EXERCISE DETAILS — Below are the entries; output exactly the lines from the one containing "Given the photograph above, point out the comment bubble" through the final line, inclusive.

RECORDED DATA —
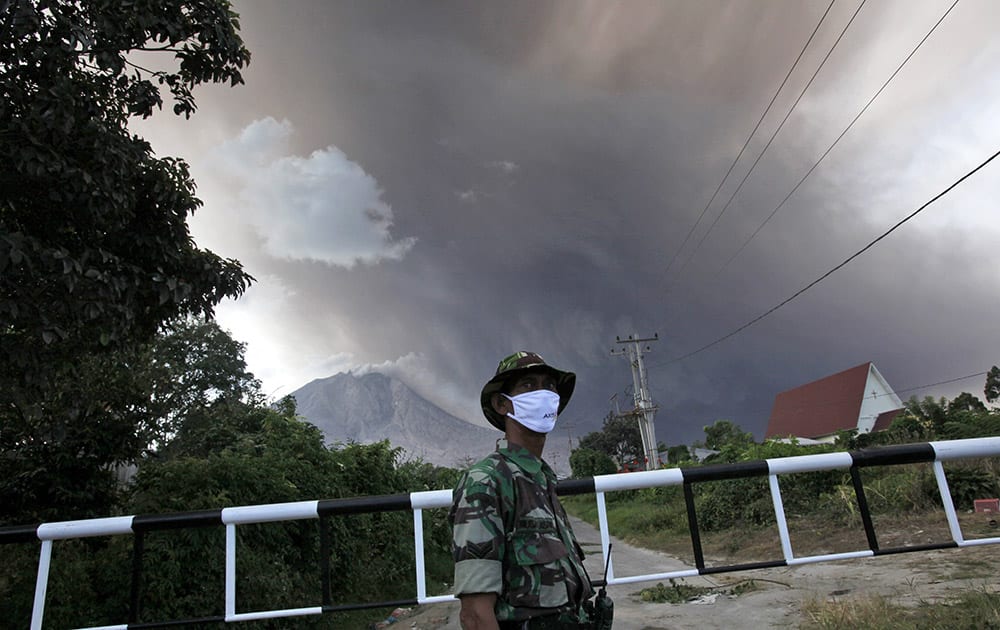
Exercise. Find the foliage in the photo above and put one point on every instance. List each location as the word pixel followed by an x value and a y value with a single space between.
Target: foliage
pixel 677 454
pixel 619 438
pixel 585 462
pixel 992 388
pixel 977 608
pixel 95 253
pixel 676 593
pixel 723 433
pixel 119 406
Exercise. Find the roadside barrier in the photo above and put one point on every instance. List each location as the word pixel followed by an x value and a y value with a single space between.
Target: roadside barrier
pixel 935 453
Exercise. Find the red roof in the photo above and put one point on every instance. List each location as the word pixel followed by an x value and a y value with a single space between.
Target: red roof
pixel 819 408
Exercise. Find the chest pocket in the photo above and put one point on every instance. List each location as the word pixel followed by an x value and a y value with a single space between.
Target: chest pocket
pixel 536 576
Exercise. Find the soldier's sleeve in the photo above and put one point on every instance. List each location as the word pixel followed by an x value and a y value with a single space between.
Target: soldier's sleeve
pixel 478 538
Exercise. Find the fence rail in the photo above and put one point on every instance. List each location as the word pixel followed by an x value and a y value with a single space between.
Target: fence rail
pixel 935 453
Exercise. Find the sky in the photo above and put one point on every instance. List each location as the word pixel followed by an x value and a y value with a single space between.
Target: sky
pixel 423 188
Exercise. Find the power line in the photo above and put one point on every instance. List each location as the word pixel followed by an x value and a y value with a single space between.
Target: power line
pixel 844 132
pixel 836 268
pixel 750 137
pixel 773 136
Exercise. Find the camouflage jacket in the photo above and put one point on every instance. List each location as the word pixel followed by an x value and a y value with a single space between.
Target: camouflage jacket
pixel 513 538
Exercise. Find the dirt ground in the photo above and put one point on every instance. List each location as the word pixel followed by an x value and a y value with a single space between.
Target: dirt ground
pixel 775 597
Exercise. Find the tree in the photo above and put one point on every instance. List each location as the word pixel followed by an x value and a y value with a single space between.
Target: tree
pixel 992 388
pixel 724 433
pixel 965 402
pixel 677 454
pixel 932 412
pixel 95 252
pixel 619 438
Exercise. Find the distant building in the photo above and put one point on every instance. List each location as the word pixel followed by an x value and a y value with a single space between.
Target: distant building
pixel 858 398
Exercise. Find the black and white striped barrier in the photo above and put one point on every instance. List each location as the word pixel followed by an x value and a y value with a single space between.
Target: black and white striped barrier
pixel 930 452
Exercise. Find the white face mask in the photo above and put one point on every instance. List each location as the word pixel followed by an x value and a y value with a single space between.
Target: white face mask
pixel 536 409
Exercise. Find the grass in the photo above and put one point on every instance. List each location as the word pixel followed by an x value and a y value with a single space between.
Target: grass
pixel 656 522
pixel 973 610
pixel 679 592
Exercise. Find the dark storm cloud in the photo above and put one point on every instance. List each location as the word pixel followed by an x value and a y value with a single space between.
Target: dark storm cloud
pixel 534 167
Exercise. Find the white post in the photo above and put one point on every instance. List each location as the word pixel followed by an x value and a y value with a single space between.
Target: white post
pixel 230 571
pixel 41 584
pixel 418 549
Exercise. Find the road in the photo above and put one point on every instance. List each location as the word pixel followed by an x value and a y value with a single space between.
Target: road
pixel 779 593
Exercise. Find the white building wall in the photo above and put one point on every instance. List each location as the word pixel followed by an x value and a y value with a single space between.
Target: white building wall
pixel 878 399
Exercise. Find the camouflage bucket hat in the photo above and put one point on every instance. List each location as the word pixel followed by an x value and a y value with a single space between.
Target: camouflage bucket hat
pixel 511 367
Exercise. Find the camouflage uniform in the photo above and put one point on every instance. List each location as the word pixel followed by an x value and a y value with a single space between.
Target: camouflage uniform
pixel 513 538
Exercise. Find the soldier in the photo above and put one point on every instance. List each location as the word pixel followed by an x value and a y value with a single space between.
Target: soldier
pixel 517 561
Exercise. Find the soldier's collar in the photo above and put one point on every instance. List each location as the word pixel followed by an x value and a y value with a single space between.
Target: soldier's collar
pixel 521 456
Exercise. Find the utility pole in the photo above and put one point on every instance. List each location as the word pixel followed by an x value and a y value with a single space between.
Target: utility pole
pixel 644 407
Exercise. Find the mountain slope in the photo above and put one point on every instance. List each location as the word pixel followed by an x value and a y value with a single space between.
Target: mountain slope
pixel 375 407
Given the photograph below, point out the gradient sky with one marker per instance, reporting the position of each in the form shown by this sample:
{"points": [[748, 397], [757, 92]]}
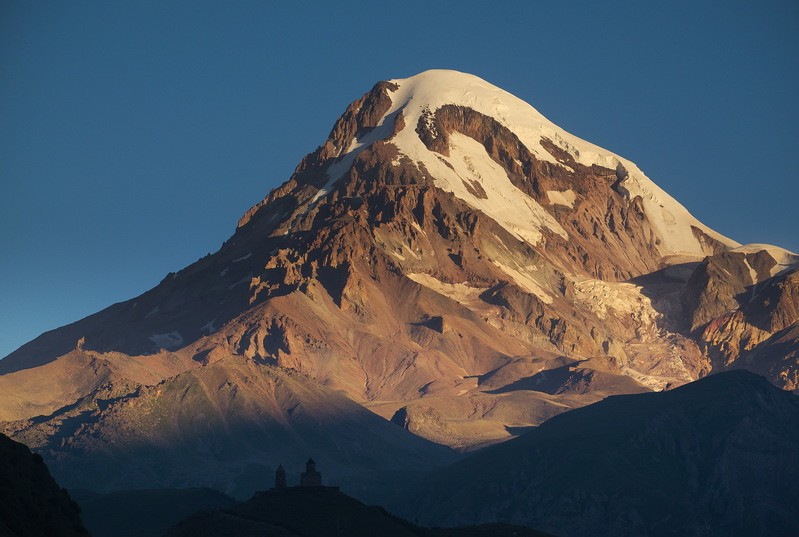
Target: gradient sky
{"points": [[133, 135]]}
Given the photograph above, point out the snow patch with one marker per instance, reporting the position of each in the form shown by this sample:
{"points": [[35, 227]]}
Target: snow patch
{"points": [[625, 299], [432, 89], [525, 280], [566, 197], [785, 259], [459, 292], [171, 340]]}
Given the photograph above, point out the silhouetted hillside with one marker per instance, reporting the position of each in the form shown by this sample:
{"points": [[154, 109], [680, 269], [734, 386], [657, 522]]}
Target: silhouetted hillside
{"points": [[31, 502], [318, 512], [717, 457]]}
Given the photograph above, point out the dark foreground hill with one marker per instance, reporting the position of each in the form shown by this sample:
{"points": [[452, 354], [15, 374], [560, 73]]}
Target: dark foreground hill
{"points": [[144, 512], [717, 457], [318, 512], [31, 502]]}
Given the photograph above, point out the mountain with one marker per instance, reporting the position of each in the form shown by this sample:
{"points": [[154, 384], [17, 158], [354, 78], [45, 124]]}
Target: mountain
{"points": [[31, 502], [719, 456], [449, 259]]}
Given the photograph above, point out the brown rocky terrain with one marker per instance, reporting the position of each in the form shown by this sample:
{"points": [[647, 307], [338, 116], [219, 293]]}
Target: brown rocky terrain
{"points": [[447, 257]]}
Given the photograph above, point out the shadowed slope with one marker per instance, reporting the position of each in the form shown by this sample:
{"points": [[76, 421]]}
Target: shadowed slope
{"points": [[719, 456]]}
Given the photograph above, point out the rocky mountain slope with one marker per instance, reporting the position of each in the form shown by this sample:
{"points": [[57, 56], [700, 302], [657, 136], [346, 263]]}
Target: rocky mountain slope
{"points": [[719, 456], [323, 512], [227, 426], [449, 259]]}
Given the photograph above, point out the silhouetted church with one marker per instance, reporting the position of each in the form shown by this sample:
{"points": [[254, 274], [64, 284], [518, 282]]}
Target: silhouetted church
{"points": [[309, 478], [280, 477]]}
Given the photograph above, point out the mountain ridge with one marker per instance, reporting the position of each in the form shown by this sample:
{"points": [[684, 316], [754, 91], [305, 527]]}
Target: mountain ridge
{"points": [[471, 271]]}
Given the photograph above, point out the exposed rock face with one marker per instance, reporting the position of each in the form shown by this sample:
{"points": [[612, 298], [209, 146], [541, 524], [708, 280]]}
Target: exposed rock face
{"points": [[718, 457], [744, 308], [31, 502], [446, 250]]}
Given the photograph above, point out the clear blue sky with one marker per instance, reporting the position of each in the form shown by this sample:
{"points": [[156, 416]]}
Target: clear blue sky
{"points": [[134, 134]]}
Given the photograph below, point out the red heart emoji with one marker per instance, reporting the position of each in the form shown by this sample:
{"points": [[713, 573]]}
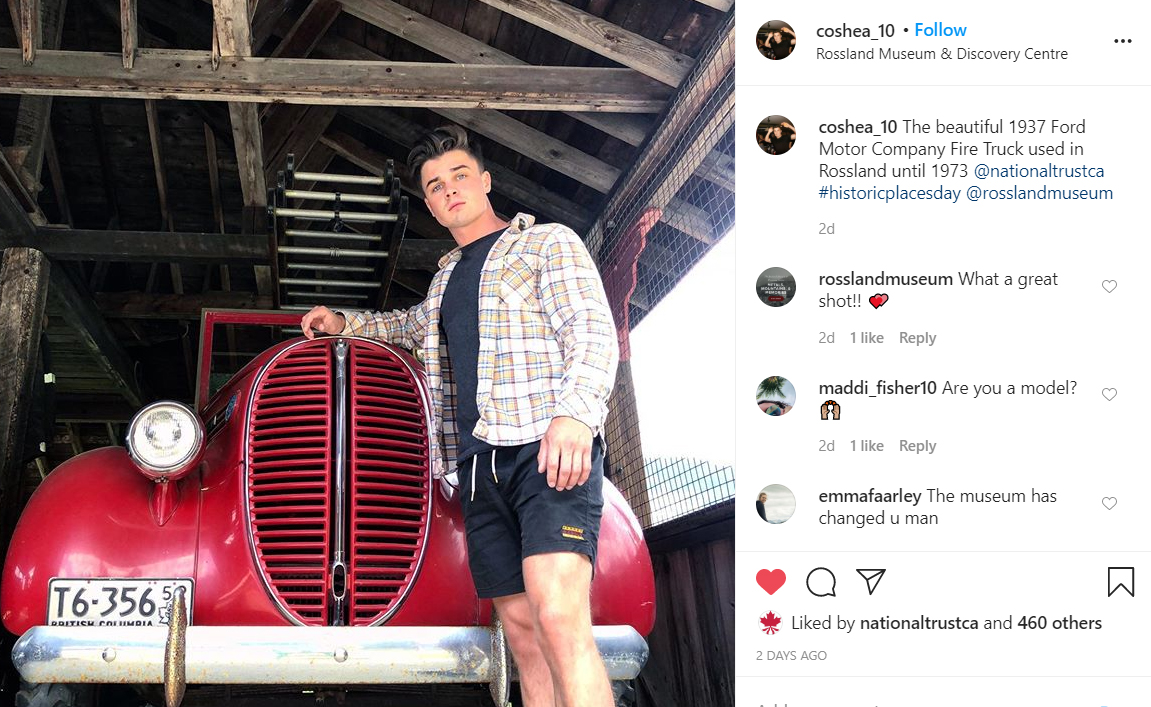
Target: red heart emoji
{"points": [[770, 579]]}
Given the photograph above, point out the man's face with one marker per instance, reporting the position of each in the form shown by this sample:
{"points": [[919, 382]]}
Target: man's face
{"points": [[455, 190]]}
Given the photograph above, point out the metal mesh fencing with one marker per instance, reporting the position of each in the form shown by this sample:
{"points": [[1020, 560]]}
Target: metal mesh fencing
{"points": [[662, 218]]}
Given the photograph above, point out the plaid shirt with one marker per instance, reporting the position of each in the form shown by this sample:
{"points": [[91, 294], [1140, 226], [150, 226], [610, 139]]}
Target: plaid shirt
{"points": [[548, 344]]}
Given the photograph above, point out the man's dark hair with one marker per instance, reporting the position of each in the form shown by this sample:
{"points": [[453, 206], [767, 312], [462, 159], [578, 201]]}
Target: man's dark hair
{"points": [[434, 143]]}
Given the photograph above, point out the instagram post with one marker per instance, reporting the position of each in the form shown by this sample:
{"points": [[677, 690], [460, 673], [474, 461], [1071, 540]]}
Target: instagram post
{"points": [[371, 352]]}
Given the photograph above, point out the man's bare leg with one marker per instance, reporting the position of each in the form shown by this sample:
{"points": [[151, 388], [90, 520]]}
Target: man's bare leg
{"points": [[535, 684], [558, 592]]}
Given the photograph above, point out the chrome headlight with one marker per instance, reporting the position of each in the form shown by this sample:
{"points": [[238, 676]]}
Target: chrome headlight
{"points": [[166, 440]]}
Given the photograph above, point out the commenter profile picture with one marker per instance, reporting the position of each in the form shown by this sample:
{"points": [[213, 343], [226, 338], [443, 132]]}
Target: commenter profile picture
{"points": [[775, 395], [775, 287], [776, 135], [776, 39], [775, 503]]}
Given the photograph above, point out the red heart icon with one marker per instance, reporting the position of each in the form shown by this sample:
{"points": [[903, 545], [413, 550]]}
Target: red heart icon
{"points": [[770, 579]]}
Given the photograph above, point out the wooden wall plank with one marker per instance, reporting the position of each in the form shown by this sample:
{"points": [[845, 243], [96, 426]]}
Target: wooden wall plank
{"points": [[23, 298]]}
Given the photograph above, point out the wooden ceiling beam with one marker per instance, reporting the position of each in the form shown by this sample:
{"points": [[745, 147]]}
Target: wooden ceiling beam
{"points": [[691, 130], [460, 48], [143, 305], [32, 116], [129, 32], [602, 37], [29, 30], [306, 32], [231, 40], [719, 5], [58, 179], [143, 246], [188, 75]]}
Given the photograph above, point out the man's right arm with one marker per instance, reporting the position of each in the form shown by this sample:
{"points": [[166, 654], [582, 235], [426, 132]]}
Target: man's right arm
{"points": [[402, 327]]}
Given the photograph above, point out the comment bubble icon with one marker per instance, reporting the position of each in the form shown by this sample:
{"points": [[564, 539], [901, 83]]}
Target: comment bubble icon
{"points": [[821, 582]]}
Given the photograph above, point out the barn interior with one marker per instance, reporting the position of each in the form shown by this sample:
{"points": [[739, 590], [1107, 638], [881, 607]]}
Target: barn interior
{"points": [[155, 158]]}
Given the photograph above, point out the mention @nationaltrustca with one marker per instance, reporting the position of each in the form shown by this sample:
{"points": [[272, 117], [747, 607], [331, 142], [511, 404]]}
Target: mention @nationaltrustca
{"points": [[961, 53]]}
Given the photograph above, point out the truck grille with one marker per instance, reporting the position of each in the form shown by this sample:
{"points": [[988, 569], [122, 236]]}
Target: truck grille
{"points": [[292, 479]]}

EXPECTED ANSWER —
Given the photograph above, point out the comment bubble icon with one marker per instance, reporting the position of each in the form shown by this sample:
{"points": [[564, 539], [901, 83]]}
Target: comment bubble icon
{"points": [[821, 582]]}
Given the photograph above, point out the barn interior with one marker per instance, reporting the position of each in the form shown by this sample:
{"points": [[739, 590], [1107, 638], [881, 607]]}
Target: barn interior
{"points": [[155, 158]]}
Given the photograph above, point out the mention @nationaltrustca with one marker per instance, reporting the position of each in the form shown by this sample:
{"points": [[272, 117], [747, 607], [331, 142], [511, 404]]}
Target: mention @nationaltrustca
{"points": [[961, 53]]}
Given the photograph above, point out the truck grille with one marker per instance, reporting the position of each in the form shown by this sample:
{"points": [[988, 569], [122, 236]]}
Target: truck grille
{"points": [[292, 479]]}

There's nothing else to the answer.